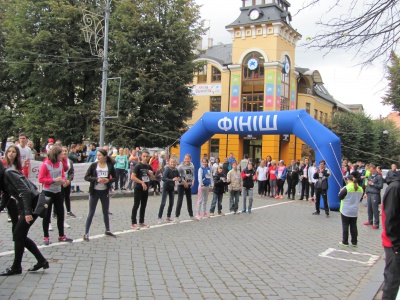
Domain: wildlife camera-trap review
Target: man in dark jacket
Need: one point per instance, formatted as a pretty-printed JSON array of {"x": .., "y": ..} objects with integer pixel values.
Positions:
[
  {"x": 391, "y": 236},
  {"x": 373, "y": 195}
]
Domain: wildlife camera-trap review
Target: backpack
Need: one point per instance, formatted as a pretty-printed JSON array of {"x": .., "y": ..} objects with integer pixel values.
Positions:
[{"x": 206, "y": 181}]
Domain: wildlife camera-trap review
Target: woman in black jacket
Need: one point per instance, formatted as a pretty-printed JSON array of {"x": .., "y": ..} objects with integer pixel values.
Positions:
[
  {"x": 100, "y": 175},
  {"x": 19, "y": 187},
  {"x": 218, "y": 191}
]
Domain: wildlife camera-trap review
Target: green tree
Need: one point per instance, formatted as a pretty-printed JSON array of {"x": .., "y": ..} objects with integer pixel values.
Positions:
[
  {"x": 56, "y": 78},
  {"x": 392, "y": 96},
  {"x": 371, "y": 141},
  {"x": 152, "y": 45}
]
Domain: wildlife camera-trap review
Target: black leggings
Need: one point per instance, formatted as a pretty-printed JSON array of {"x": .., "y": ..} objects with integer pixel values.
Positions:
[
  {"x": 139, "y": 199},
  {"x": 57, "y": 200},
  {"x": 22, "y": 241},
  {"x": 121, "y": 177},
  {"x": 66, "y": 192}
]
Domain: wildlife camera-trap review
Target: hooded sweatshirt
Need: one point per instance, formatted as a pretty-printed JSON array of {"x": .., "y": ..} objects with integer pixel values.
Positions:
[{"x": 391, "y": 213}]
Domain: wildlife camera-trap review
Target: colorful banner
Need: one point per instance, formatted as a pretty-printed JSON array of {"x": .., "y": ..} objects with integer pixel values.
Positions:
[
  {"x": 293, "y": 102},
  {"x": 207, "y": 90},
  {"x": 79, "y": 173},
  {"x": 235, "y": 90}
]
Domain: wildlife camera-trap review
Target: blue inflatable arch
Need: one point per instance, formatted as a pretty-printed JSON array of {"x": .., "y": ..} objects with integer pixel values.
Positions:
[{"x": 298, "y": 122}]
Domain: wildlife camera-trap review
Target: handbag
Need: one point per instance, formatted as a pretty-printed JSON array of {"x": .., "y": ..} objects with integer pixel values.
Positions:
[{"x": 42, "y": 205}]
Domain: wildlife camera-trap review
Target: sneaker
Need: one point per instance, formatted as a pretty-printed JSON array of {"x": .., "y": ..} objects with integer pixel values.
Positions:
[
  {"x": 135, "y": 227},
  {"x": 71, "y": 214},
  {"x": 143, "y": 225},
  {"x": 64, "y": 238}
]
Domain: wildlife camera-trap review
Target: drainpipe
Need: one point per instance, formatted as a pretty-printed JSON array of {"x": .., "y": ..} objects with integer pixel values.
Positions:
[{"x": 229, "y": 102}]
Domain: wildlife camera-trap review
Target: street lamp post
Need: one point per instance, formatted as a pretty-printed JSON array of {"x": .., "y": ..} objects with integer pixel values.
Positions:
[{"x": 94, "y": 32}]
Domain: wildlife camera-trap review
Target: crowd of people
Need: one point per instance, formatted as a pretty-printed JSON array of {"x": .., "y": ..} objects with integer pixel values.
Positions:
[{"x": 137, "y": 170}]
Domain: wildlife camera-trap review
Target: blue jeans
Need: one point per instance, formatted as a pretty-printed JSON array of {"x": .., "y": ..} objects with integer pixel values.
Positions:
[
  {"x": 234, "y": 200},
  {"x": 170, "y": 194},
  {"x": 105, "y": 204},
  {"x": 216, "y": 197},
  {"x": 248, "y": 192}
]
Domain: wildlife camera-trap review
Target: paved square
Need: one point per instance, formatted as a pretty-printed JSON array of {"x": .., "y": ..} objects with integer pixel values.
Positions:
[{"x": 272, "y": 253}]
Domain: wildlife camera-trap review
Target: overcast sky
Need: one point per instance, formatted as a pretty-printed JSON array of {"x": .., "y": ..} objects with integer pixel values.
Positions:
[{"x": 345, "y": 81}]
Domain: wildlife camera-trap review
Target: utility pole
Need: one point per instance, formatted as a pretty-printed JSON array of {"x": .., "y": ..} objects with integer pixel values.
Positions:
[{"x": 94, "y": 32}]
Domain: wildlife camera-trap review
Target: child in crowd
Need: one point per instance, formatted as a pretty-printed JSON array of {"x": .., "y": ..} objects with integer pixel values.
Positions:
[
  {"x": 272, "y": 178},
  {"x": 205, "y": 182},
  {"x": 157, "y": 181},
  {"x": 170, "y": 178},
  {"x": 248, "y": 185},
  {"x": 218, "y": 190},
  {"x": 350, "y": 199}
]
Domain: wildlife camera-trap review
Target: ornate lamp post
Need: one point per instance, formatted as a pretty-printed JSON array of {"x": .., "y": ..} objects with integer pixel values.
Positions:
[{"x": 94, "y": 33}]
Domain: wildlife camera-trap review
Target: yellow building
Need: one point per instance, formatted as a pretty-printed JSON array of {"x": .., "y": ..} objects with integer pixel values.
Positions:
[{"x": 257, "y": 73}]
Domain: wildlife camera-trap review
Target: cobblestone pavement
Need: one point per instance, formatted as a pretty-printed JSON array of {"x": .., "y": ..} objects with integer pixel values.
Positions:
[{"x": 279, "y": 251}]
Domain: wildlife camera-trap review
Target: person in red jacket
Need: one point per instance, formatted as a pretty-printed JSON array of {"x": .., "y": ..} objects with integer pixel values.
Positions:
[
  {"x": 391, "y": 236},
  {"x": 52, "y": 176}
]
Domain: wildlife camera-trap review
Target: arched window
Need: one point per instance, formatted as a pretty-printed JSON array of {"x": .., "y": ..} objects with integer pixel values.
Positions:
[
  {"x": 285, "y": 84},
  {"x": 253, "y": 82}
]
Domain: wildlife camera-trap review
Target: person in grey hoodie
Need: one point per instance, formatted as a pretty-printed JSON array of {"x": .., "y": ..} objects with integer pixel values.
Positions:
[{"x": 373, "y": 195}]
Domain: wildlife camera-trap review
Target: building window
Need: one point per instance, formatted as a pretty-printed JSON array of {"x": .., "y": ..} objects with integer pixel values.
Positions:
[
  {"x": 214, "y": 147},
  {"x": 215, "y": 103},
  {"x": 253, "y": 82},
  {"x": 252, "y": 102},
  {"x": 202, "y": 73},
  {"x": 216, "y": 75},
  {"x": 284, "y": 104},
  {"x": 308, "y": 107}
]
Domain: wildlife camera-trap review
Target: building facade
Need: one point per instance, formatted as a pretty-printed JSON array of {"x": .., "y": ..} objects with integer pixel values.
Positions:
[{"x": 257, "y": 72}]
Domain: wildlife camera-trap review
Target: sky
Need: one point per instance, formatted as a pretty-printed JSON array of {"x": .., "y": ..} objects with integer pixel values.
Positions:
[{"x": 345, "y": 81}]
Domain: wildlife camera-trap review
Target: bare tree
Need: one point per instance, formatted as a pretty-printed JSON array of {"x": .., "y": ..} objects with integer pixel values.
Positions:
[{"x": 370, "y": 27}]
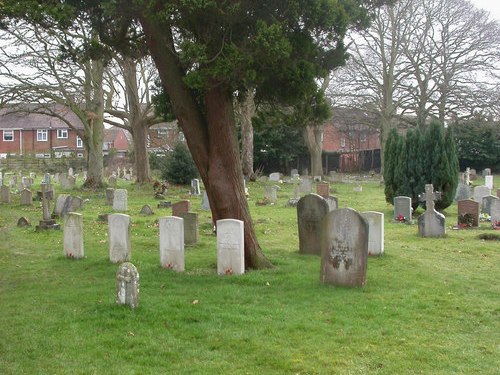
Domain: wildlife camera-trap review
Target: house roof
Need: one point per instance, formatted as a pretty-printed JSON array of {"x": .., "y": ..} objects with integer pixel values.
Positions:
[{"x": 33, "y": 116}]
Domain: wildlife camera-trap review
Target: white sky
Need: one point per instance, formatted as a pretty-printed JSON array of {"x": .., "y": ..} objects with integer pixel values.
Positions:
[{"x": 492, "y": 6}]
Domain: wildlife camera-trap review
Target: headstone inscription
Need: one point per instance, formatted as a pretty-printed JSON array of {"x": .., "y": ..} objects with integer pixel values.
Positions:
[
  {"x": 120, "y": 249},
  {"x": 311, "y": 210},
  {"x": 344, "y": 253},
  {"x": 431, "y": 223},
  {"x": 230, "y": 247},
  {"x": 73, "y": 235},
  {"x": 127, "y": 285},
  {"x": 172, "y": 243}
]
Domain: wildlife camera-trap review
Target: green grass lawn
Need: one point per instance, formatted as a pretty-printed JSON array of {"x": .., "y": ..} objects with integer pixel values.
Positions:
[{"x": 430, "y": 306}]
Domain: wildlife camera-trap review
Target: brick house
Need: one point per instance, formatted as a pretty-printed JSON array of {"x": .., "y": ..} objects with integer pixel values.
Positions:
[{"x": 40, "y": 134}]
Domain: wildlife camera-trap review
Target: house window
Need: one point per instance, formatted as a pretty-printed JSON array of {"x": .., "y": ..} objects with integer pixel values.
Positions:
[
  {"x": 8, "y": 135},
  {"x": 62, "y": 133},
  {"x": 41, "y": 135}
]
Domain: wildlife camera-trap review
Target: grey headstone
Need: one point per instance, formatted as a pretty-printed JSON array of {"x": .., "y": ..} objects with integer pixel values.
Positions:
[
  {"x": 127, "y": 285},
  {"x": 172, "y": 243},
  {"x": 311, "y": 210},
  {"x": 344, "y": 254}
]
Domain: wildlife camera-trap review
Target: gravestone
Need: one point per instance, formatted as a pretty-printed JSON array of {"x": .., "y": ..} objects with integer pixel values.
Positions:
[
  {"x": 127, "y": 285},
  {"x": 311, "y": 210},
  {"x": 402, "y": 208},
  {"x": 230, "y": 247},
  {"x": 120, "y": 249},
  {"x": 172, "y": 243},
  {"x": 146, "y": 210},
  {"x": 323, "y": 189},
  {"x": 344, "y": 245},
  {"x": 26, "y": 198},
  {"x": 195, "y": 187},
  {"x": 486, "y": 204},
  {"x": 181, "y": 207},
  {"x": 431, "y": 223},
  {"x": 73, "y": 235},
  {"x": 120, "y": 200},
  {"x": 375, "y": 221},
  {"x": 205, "y": 203},
  {"x": 110, "y": 196},
  {"x": 469, "y": 206},
  {"x": 488, "y": 181},
  {"x": 190, "y": 228},
  {"x": 5, "y": 194}
]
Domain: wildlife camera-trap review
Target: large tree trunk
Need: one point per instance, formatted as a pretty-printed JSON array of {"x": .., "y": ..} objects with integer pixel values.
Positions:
[
  {"x": 313, "y": 138},
  {"x": 211, "y": 138}
]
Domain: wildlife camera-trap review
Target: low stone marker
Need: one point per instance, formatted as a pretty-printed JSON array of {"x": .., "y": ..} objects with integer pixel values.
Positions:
[
  {"x": 344, "y": 254},
  {"x": 127, "y": 285},
  {"x": 431, "y": 223},
  {"x": 120, "y": 249},
  {"x": 120, "y": 200},
  {"x": 172, "y": 243},
  {"x": 375, "y": 221},
  {"x": 311, "y": 210},
  {"x": 230, "y": 247},
  {"x": 73, "y": 235}
]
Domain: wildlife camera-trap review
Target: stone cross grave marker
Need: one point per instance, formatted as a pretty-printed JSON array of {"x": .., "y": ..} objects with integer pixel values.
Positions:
[
  {"x": 127, "y": 285},
  {"x": 230, "y": 247},
  {"x": 172, "y": 243},
  {"x": 120, "y": 249},
  {"x": 431, "y": 223},
  {"x": 344, "y": 254},
  {"x": 73, "y": 235},
  {"x": 311, "y": 210}
]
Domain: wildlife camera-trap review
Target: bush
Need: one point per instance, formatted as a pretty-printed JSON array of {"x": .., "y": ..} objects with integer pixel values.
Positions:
[{"x": 179, "y": 167}]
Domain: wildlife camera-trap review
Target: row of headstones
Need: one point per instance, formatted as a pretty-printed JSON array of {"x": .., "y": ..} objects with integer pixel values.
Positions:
[{"x": 230, "y": 241}]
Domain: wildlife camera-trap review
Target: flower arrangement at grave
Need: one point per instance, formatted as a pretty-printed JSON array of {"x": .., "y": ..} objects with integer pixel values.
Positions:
[{"x": 466, "y": 220}]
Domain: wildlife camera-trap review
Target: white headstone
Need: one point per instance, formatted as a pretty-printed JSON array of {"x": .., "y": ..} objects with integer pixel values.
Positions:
[
  {"x": 172, "y": 243},
  {"x": 230, "y": 247}
]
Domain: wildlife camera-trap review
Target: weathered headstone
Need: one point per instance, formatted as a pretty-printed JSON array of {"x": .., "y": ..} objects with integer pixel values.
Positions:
[
  {"x": 181, "y": 207},
  {"x": 73, "y": 235},
  {"x": 127, "y": 285},
  {"x": 120, "y": 249},
  {"x": 120, "y": 200},
  {"x": 375, "y": 222},
  {"x": 230, "y": 247},
  {"x": 344, "y": 253},
  {"x": 26, "y": 198},
  {"x": 190, "y": 228},
  {"x": 402, "y": 209},
  {"x": 469, "y": 206},
  {"x": 172, "y": 243},
  {"x": 311, "y": 210},
  {"x": 431, "y": 223}
]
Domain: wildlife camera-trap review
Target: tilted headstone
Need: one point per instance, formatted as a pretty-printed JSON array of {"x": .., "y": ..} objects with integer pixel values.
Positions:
[
  {"x": 172, "y": 243},
  {"x": 344, "y": 253},
  {"x": 230, "y": 247},
  {"x": 127, "y": 285},
  {"x": 431, "y": 223},
  {"x": 469, "y": 206},
  {"x": 402, "y": 209},
  {"x": 120, "y": 200},
  {"x": 73, "y": 235},
  {"x": 487, "y": 202},
  {"x": 190, "y": 228},
  {"x": 26, "y": 198},
  {"x": 181, "y": 207},
  {"x": 311, "y": 210},
  {"x": 375, "y": 221},
  {"x": 120, "y": 249}
]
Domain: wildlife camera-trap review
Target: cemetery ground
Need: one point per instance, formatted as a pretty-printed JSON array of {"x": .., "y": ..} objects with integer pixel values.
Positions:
[{"x": 430, "y": 305}]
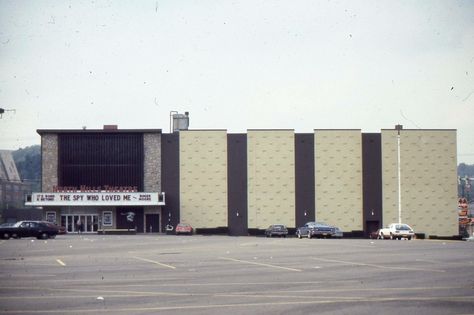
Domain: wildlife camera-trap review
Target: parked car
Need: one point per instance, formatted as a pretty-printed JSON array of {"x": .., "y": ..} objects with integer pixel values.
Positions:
[
  {"x": 317, "y": 229},
  {"x": 184, "y": 228},
  {"x": 374, "y": 234},
  {"x": 397, "y": 231},
  {"x": 61, "y": 229},
  {"x": 338, "y": 232},
  {"x": 276, "y": 229},
  {"x": 38, "y": 229}
]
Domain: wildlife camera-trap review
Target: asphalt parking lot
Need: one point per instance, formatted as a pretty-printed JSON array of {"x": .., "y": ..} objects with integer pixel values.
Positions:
[{"x": 165, "y": 274}]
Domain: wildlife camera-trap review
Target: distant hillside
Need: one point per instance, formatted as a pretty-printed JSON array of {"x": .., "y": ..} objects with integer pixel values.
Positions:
[{"x": 28, "y": 163}]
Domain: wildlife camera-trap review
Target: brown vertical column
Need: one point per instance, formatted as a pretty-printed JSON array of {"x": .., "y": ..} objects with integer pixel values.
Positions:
[
  {"x": 237, "y": 184},
  {"x": 304, "y": 179},
  {"x": 372, "y": 181},
  {"x": 170, "y": 179}
]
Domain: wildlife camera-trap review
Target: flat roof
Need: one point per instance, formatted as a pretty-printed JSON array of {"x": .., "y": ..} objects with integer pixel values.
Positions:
[{"x": 62, "y": 131}]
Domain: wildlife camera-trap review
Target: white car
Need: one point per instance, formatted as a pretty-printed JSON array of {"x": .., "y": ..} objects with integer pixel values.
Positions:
[{"x": 397, "y": 231}]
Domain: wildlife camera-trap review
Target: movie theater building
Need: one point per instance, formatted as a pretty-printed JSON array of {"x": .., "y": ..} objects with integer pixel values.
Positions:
[
  {"x": 241, "y": 183},
  {"x": 106, "y": 179}
]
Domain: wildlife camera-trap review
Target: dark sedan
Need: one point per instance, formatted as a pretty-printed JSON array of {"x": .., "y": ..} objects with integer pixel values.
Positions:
[
  {"x": 276, "y": 229},
  {"x": 38, "y": 229},
  {"x": 316, "y": 229}
]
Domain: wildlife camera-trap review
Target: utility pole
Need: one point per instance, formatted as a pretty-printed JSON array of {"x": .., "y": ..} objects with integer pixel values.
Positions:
[{"x": 399, "y": 128}]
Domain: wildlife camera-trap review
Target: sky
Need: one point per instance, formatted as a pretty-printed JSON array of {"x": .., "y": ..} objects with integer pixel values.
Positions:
[{"x": 237, "y": 65}]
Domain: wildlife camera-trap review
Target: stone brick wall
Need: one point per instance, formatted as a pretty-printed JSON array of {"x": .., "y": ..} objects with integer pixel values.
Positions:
[
  {"x": 49, "y": 161},
  {"x": 152, "y": 163}
]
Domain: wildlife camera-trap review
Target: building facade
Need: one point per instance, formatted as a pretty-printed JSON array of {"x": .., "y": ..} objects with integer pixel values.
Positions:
[{"x": 241, "y": 183}]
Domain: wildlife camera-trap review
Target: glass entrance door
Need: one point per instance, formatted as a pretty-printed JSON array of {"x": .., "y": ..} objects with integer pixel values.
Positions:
[{"x": 89, "y": 222}]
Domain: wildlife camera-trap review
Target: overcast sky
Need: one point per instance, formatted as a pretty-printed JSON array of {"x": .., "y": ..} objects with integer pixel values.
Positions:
[{"x": 237, "y": 65}]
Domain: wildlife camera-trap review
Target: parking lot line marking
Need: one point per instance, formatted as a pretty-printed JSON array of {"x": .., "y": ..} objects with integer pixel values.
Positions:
[
  {"x": 154, "y": 262},
  {"x": 377, "y": 266},
  {"x": 259, "y": 264}
]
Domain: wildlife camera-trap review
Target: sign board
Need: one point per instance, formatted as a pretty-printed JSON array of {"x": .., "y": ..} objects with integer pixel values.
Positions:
[{"x": 96, "y": 199}]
========================================
__Short task__
Count the lines in the records above that contain the word "building", treating case as significant, and give only that number.

__Solution to the exercise__
5